### Tugas Latihan A
Tentukan apakah pernyataan berikut sesuai dengan teks tentang Gedung Kesenian Batavia: (i) Gedung Kesenian diresmikan pada 7 Desember; (ii) Residen Batavia Jacobus de Bruin hadir pada malam peresmian; (iii) jendela-jendela besar gedung itu ditutup kaca. Jawab tiap pernyataan dengan ya atau tidak, disertai kutipan kata-kata penentunya dari teks.
### Tugas Latihan B
Teruskan teks tentang Gedung Kesenian Batavia mulai dari kalimat terakhirnya.

### Teks Halaman
--

Soalnya, Batavia waktu itu belum pulih benar dari keresahan mendalam akibat mewabahnya penyakit kolera. Penyakit yang menelan banyak korban itu telah mulai mewabah sejak bulan April tahun itu. Betapa orang tidak dihantui rasa takut dan gelisah, kalau setiap hari selalu saja ada teman atau anggota keluarga yang meninggal dunia karena kolera.
Dalam edisi 12 Mei 1821, Bataviaasche Courant memberitakan bahwa dalam waktu sepuluh hari saja di awal bulan itu, di Batavia telah jatuh korban sebanyak 773 orang. Di Oktober wabah penyakit kolera yang mengerikan itu sebenarnya sudah jauh berkurang.
Namun peresmian Gedung Kesenian baru bisa dilaksanakan dua bulan kemudian, tanggal 7 Desember.
Diberitakan bahwa undangan yang hadir pada malam peresmian itu sangat banyak. Sayang, tidak dapat diketahui apakah Gubernur Jenderal van der Capellen juga hadir. Yang pasti, Residen Batavia Jacobus de Bruin yang turut menyaksikan pembangunannya, tidak hadir. Dia telah meninggal sebagai salah satu korban kolera.
Pada malam peresmian itu dipentaskan drama Othello karya sastrawan termasyhur William Shakespeare. Meski tentunya sudah dipersiapkan sebaik mungkin, tetapi penonton menganggap pertunjukan itu kurang berhasil.
Bahkan, hampir tidak bisa dinikmati, terutama oleh penonton yang terpaksa berdiri karena tidak kebagian tempat duduk.
Penonton pria dan wanita dipisah
Meskipun dari luar tampak sederhana karena tidak ramai dan rumit dengan hiasan, tapi masyarakat Batavia menganggap Schouwbuig sebagai gedung yang indah dan anggun. Seorang dokter yang baru tiba di Batavia dari Negeri Belanda pada 1829 menyatakan dalam sebuah tulisannya bahwa gedung kesenian dengan tiang-tiang besar di serambi depan itu tak kalah bagus dibanding gedung-gedung kesenian di tanah airnya.
Dia juga menceritakan tentang bagian-bagian gedung bergaya Eropa itu, yang pembuatannya disesuaikan dengan iklim tropis Batavia.
Jendela-jendela besar di kiri-kanannya tidak ditutup kaca sebagaimana biasa, tapi hanya dengan kawat nyamuk berwarna hitam yang kedap sinar dan tetap memungkinkan udara segar dari luar masuk. Yang paling indah dan mengesankan dari Schouwburg adalah bagian dalamnya.

--

### Data Catatan
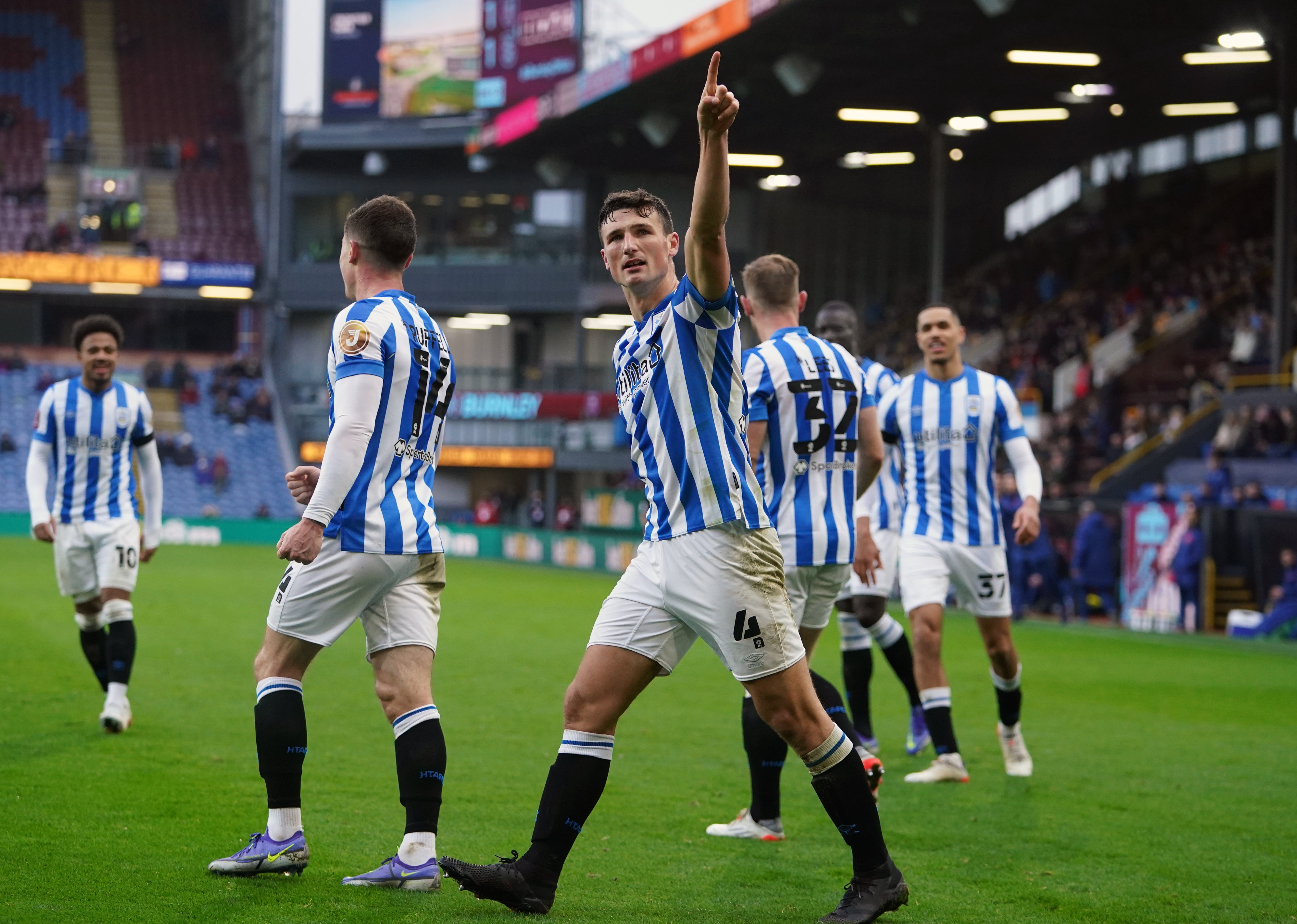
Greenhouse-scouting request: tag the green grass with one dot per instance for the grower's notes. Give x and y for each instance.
(1164, 786)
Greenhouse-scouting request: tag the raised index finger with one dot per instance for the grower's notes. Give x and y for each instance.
(714, 71)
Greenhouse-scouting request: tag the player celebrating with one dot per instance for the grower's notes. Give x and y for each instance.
(93, 428)
(863, 608)
(949, 419)
(710, 564)
(805, 398)
(368, 547)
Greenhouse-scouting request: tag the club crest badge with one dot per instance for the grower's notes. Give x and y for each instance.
(353, 338)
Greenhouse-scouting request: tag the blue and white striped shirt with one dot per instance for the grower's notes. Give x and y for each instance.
(390, 510)
(883, 501)
(680, 392)
(94, 436)
(949, 433)
(811, 393)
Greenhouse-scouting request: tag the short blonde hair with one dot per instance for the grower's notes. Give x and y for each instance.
(771, 282)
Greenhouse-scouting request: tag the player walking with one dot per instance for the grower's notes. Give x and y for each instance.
(863, 607)
(809, 413)
(710, 564)
(368, 549)
(950, 419)
(94, 428)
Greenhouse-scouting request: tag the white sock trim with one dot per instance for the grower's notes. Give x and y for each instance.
(831, 754)
(283, 824)
(274, 685)
(587, 743)
(117, 611)
(1011, 685)
(888, 632)
(418, 848)
(934, 698)
(405, 722)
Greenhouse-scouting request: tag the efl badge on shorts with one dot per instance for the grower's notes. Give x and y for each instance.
(353, 338)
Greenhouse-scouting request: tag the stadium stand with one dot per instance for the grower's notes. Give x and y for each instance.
(247, 444)
(179, 111)
(42, 100)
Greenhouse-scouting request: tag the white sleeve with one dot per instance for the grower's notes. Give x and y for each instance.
(356, 409)
(38, 480)
(1026, 470)
(151, 486)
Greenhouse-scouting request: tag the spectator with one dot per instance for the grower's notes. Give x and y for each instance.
(1253, 496)
(1093, 571)
(1186, 567)
(220, 472)
(1283, 599)
(185, 455)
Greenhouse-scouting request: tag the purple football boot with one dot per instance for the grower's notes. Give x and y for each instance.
(264, 854)
(396, 875)
(918, 737)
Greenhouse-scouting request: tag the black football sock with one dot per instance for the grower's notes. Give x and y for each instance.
(421, 766)
(95, 647)
(766, 756)
(902, 660)
(1008, 696)
(845, 794)
(121, 651)
(858, 668)
(937, 713)
(573, 790)
(832, 702)
(281, 720)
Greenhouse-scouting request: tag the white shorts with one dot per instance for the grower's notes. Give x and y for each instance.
(812, 592)
(97, 554)
(885, 577)
(980, 575)
(723, 584)
(397, 598)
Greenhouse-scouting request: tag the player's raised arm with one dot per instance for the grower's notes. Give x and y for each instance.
(706, 257)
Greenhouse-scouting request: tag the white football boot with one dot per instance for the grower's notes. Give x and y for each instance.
(1017, 761)
(745, 826)
(116, 717)
(945, 769)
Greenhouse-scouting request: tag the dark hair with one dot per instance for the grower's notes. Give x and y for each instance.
(941, 305)
(771, 282)
(386, 227)
(640, 201)
(97, 325)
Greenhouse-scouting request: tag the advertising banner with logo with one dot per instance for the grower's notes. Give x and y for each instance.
(528, 46)
(353, 34)
(1151, 599)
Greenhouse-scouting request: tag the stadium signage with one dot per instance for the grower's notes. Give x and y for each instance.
(580, 90)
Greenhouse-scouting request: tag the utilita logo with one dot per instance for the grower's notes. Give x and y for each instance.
(404, 449)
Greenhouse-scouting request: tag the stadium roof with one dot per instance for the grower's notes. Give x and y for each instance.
(941, 59)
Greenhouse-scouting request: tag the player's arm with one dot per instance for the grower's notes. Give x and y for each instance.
(38, 480)
(870, 450)
(151, 479)
(706, 257)
(38, 468)
(356, 409)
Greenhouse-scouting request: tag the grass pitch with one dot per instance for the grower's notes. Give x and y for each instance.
(1164, 786)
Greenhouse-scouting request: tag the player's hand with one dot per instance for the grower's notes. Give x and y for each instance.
(303, 542)
(1026, 523)
(301, 483)
(867, 557)
(719, 107)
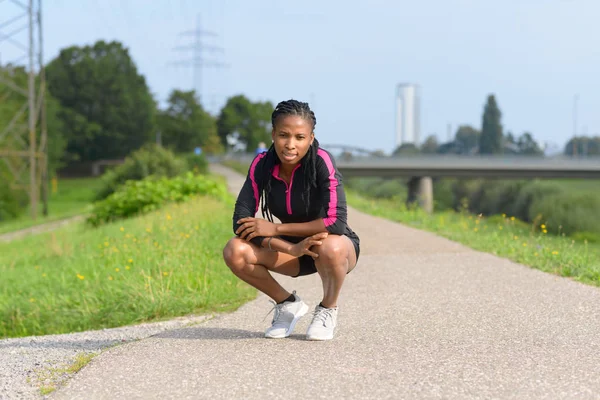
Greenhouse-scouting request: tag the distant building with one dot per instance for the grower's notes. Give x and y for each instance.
(408, 123)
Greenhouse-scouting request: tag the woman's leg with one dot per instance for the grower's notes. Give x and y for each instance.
(252, 264)
(337, 257)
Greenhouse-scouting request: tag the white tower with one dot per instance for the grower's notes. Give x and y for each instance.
(407, 114)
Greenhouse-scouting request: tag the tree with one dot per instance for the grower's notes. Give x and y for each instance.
(528, 146)
(584, 146)
(249, 122)
(185, 125)
(107, 109)
(490, 141)
(467, 139)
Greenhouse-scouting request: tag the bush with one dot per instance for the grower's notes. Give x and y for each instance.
(568, 212)
(140, 197)
(197, 163)
(378, 188)
(150, 160)
(12, 202)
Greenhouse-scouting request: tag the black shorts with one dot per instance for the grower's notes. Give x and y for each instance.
(307, 263)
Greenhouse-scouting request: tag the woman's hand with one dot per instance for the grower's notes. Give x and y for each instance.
(303, 247)
(252, 227)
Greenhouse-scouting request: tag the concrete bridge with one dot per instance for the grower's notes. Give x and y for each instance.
(421, 168)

--

### Jawaban A
(i) Ya: "Namun peresmian Gedung Kesenian baru bisa dilaksanakan dua bulan kemudian, tanggal 7 Desember."
(ii) Tidak: "Yang pasti, Residen Batavia Jacobus de Bruin yang turut menyaksikan pembangunannya, tidak hadir."
(iii) Tidak: "Jendela-jendela besar di kiri-kanannya tidak ditutup kaca sebagaimana biasa, tapi hanya dengan kawat nyamuk berwarna hitam"

### Jawaban B
Surat kabar yang terbit dua minggu setelah peresmiannya pada tanggal 7 Desember 1821 menyebutkan bahwa dekorasi, perabotan, panggung serta sistem penerangannya sungguh-sungguh patut mendapat pujian. Penataannya diatur dengan cita rasa tinggi.
Ini memang masuk di akal jika kita melihat jumlah biaya yang harus dikeluarkan untuk itu semua, yakni 3.707,06 gulden, melebihi separuh biaya pembangunan keseluruhan.
Mulanya Gedung Kesenian hanya diterangi lampu-lampu minyak dan lilin. Sesuai dengan perkembangan zaman, tahun 1864 sistem penerangannya dimodernisasikan dengan memakai lampu gas. Lampu listrik baru dipakai pada tahun 1882. Itu pun hanya di bagian dalamnya.
Sampai tahun 1910 bagian luar gedung tetap hanya diterangi lampu-lampu gas. Tempat duduk penonton terdiri atas parterre, yakni tempat duduk di bagian depan dekat panggung, serta balkon yang tidak terlalu tinggi di bagian belakang.
Tempat duduk di balkon khusus untuk kaum wanita. Penonton laki-laki hanya boleh duduk di parterre. Kalau seorang laki-laki ingin menonton dekat sang pacar atau istri, ia boleh saja nonton dari balkon, asal tidak duduk.
Ruang-ruang kecil yang disebut loge, yang masih bisa kita lihat sampai sekarang, awalnya tidak ada. Tempat duduk dalam loge-loge itu tidak boleh dijual untuk umum dan harus selalu siap untuk para pejabat tinggi jika mereka sewaktu-waktu mau menonton opera atau drama.
Mereka yang memiliki jatah untuk menggunakan ruangan khusus ini adalah gubernur jenderal (memiliki jatah dua loge dan 10 tempat duduk), ketua Raad van Indie, ketua mahkamah agung, pimpinan angkatan darat dan angkatan laut (jatahnya 16 tempat duduk), gubernur serta residen.
Entah kenapa, di Schouwburg mulanya juga tidak ada kantin. Padahal penonton selalu kehausan di tengah-tengah pertunjukan karena panasnya udara di dalam ruangan. Biasanya mereka lalu membawa sendiri minuman dari rumah, dan meminumnya pada waktu istirahat dalam kereta kuda masing-masing yang diparkir di sekitar gedung. Baru pada tahun 1849 dibuka sebuah cafe di samping Schouwburg.
Angin baru dari Prancis
Gedung Kesenian yang besar dan mewah tentu saja membutuhkan biaya pengelolaan yang besar pula. Ini merepotkan pengurus Ut desint yang kemudian juga menjadi pengelola gedung tersebut. Uang yang diperoleh dari penjualan karcis ternyata tidak mencukupi.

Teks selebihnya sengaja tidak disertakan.